# Task requirements
Print the entries once more, unchanged.

# Natural-language object grounding data
┄┄┄┄┄┄

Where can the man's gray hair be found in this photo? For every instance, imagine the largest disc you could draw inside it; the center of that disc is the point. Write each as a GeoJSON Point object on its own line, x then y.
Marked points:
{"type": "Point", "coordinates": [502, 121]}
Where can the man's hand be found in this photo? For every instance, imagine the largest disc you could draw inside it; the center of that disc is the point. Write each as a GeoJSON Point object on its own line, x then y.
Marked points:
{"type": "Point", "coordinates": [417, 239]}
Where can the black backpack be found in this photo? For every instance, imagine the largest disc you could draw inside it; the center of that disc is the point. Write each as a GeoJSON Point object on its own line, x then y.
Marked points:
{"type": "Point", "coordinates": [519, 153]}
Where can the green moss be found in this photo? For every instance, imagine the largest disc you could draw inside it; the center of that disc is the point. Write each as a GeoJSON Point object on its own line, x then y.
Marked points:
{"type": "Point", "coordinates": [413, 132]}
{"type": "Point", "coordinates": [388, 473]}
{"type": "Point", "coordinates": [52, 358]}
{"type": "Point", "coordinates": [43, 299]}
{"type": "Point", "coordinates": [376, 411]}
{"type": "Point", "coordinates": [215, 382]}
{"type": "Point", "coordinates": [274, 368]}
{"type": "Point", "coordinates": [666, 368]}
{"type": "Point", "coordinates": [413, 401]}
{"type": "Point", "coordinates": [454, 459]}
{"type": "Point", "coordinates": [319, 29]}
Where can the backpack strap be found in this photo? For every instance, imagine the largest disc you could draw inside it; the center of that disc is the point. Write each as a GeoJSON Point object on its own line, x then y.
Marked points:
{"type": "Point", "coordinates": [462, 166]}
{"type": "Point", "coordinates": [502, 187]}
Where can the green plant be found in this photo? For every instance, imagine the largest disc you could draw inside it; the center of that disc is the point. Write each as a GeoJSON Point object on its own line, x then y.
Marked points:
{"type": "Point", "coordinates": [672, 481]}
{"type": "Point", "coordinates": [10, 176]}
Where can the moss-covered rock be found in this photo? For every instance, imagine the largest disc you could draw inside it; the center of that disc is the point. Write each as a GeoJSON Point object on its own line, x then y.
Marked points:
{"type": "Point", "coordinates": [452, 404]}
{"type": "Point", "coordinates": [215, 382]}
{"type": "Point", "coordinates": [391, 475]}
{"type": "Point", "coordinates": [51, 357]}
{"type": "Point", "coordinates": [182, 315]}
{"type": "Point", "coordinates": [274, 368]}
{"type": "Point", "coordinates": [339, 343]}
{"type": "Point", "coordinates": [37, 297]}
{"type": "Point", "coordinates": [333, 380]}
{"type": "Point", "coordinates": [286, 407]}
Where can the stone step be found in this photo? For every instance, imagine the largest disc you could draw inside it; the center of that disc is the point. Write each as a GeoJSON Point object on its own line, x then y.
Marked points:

┄┄┄┄┄┄

# Output below
Where can the man's gray hair be found in this photo? For every instance, imagine the largest disc you could draw inside it; the center of that disc is the point. Write each as a GeoJSON Point object on its own line, x then y.
Marked points:
{"type": "Point", "coordinates": [502, 121]}
Where can the man's hand be found in this photo? For every instance, imagine the largest disc you could draw inside it; the center of that disc is the point. Write each as a GeoJSON Point object on its own line, x then y.
Marked points:
{"type": "Point", "coordinates": [417, 239]}
Where can the black backpack be found in this photo? For every instance, imagine the largest disc you could draw inside it; the center of that disc is the point. Write each as a GeoJSON Point object on its own line, x then y.
Marked points:
{"type": "Point", "coordinates": [519, 153]}
Where can the green moss be found in this photo? For every instance, imagine the largest disc you could draw inside it; the center of that disc is the point. Write each as a GeoJSON Point object on its own line, x then y.
Marked points:
{"type": "Point", "coordinates": [413, 132]}
{"type": "Point", "coordinates": [388, 473]}
{"type": "Point", "coordinates": [52, 358]}
{"type": "Point", "coordinates": [43, 299]}
{"type": "Point", "coordinates": [376, 411]}
{"type": "Point", "coordinates": [215, 382]}
{"type": "Point", "coordinates": [274, 368]}
{"type": "Point", "coordinates": [666, 368]}
{"type": "Point", "coordinates": [413, 401]}
{"type": "Point", "coordinates": [454, 459]}
{"type": "Point", "coordinates": [319, 29]}
Where can the backpack strap be found in this photo? For every instance, imagine the largest disc you could draw inside it; the center of that disc is the point. Write each as a GeoJSON Point object on its own line, x then y.
Marked points:
{"type": "Point", "coordinates": [462, 166]}
{"type": "Point", "coordinates": [502, 187]}
Where can the green plant be found in this photo? For every instance, imagine the largest disc you could draw inside it; the center of that disc is the point. Write each as a GeoJSON Point object on its own line, x then y.
Marked points:
{"type": "Point", "coordinates": [672, 481]}
{"type": "Point", "coordinates": [10, 176]}
Where can the moss-covered rock be found in this photo? For every instance, imagine the largest disc you could draw inside it; the center of that disc is the point. Write each as a GeoJSON Point object on its own line, x then y.
Marked points:
{"type": "Point", "coordinates": [452, 404]}
{"type": "Point", "coordinates": [215, 382]}
{"type": "Point", "coordinates": [391, 475]}
{"type": "Point", "coordinates": [51, 357]}
{"type": "Point", "coordinates": [182, 315]}
{"type": "Point", "coordinates": [274, 368]}
{"type": "Point", "coordinates": [339, 343]}
{"type": "Point", "coordinates": [37, 297]}
{"type": "Point", "coordinates": [333, 380]}
{"type": "Point", "coordinates": [286, 407]}
Where can the stone step be found in this photo? For every instance, imagine the largest disc you could draw inside it; the center of that disc is the point. Write each as a GeoJSON Point object on its own line, x then y.
Marked points:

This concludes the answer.